▼

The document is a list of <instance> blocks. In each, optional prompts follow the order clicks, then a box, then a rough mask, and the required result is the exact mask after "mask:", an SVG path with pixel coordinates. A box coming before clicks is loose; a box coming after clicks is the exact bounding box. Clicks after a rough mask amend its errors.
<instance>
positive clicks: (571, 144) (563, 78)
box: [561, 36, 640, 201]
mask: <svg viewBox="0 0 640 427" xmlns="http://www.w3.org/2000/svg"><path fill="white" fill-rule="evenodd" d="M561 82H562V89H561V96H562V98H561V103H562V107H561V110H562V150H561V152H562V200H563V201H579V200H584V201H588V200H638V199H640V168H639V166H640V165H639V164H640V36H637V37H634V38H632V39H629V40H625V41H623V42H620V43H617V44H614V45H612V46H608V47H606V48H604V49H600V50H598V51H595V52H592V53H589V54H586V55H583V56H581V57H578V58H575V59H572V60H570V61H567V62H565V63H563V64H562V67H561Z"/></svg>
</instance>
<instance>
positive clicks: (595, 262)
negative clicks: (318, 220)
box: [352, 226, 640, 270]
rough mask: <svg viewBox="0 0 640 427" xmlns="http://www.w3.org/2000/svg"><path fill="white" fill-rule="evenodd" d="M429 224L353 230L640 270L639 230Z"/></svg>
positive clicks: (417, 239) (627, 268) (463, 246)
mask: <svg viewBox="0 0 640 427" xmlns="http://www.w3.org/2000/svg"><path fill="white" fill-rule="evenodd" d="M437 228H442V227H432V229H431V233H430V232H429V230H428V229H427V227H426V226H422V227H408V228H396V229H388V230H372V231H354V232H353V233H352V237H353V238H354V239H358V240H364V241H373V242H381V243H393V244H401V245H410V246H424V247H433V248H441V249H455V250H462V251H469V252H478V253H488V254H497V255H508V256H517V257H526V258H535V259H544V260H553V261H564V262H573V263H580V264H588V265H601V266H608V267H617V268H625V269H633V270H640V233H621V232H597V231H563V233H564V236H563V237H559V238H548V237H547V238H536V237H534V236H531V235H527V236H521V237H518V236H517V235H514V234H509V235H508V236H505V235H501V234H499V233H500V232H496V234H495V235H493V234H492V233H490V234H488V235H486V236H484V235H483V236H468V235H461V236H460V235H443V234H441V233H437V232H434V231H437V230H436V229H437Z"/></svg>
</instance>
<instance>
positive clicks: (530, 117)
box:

▲

# TASK STATEMENT
Output every line of the records above as a numbered list, skipping any blank lines.

# ANSWER BOX
1. The document is a list of <instance> blocks. In each, optional prompts follow the order clicks, then a box, then a rough mask, and the required result is the exact mask after "mask:", an SVG path with pixel coordinates. A box coming before clicks is loose; a box coming after clicks is the exact bounding box. Clicks after a rough mask amend its errors.
2. <instance>
3. positive clicks: (571, 144) (563, 78)
4. box: [561, 36, 640, 201]
5. mask: <svg viewBox="0 0 640 427" xmlns="http://www.w3.org/2000/svg"><path fill="white" fill-rule="evenodd" d="M561 82H562V89H561V96H562V98H561V103H562V107H561V110H562V150H561V152H562V200H563V201H579V200H584V201H588V200H638V199H640V168H639V166H640V165H639V164H640V36H637V37H634V38H632V39H629V40H625V41H623V42H620V43H617V44H614V45H612V46H608V47H606V48H604V49H600V50H598V51H595V52H592V53H589V54H586V55H583V56H581V57H578V58H575V59H572V60H570V61H567V62H565V63H563V64H562V67H561Z"/></svg>
6. </instance>
7. <instance>
8. positive clicks: (595, 262)
9. negative clicks: (318, 220)
10. box: [352, 226, 640, 270]
11. rough mask: <svg viewBox="0 0 640 427" xmlns="http://www.w3.org/2000/svg"><path fill="white" fill-rule="evenodd" d="M429 224L353 230L640 270L639 230Z"/></svg>
12. positive clicks: (417, 239) (627, 268) (463, 246)
13. mask: <svg viewBox="0 0 640 427" xmlns="http://www.w3.org/2000/svg"><path fill="white" fill-rule="evenodd" d="M437 228H442V227H432V229H431V233H430V232H429V230H428V229H427V227H426V226H422V227H408V228H396V229H388V230H372V231H354V232H353V233H352V237H353V238H354V239H358V240H364V241H373V242H381V243H393V244H401V245H410V246H424V247H433V248H441V249H455V250H462V251H469V252H478V253H488V254H497V255H508V256H517V257H526V258H535V259H544V260H553V261H564V262H573V263H580V264H588V265H601V266H608V267H617V268H625V269H633V270H640V233H621V232H597V231H563V233H564V236H563V237H559V238H548V237H547V238H536V237H534V236H531V235H527V236H521V237H518V236H517V235H514V234H509V235H508V236H505V235H501V234H499V233H500V232H496V234H495V235H493V234H492V233H490V234H488V235H486V236H484V235H483V236H468V235H461V236H460V235H443V234H441V233H437V232H434V231H437V230H436V229H437Z"/></svg>
14. </instance>
15. <instance>
16. positive clicks: (530, 117)
17. box:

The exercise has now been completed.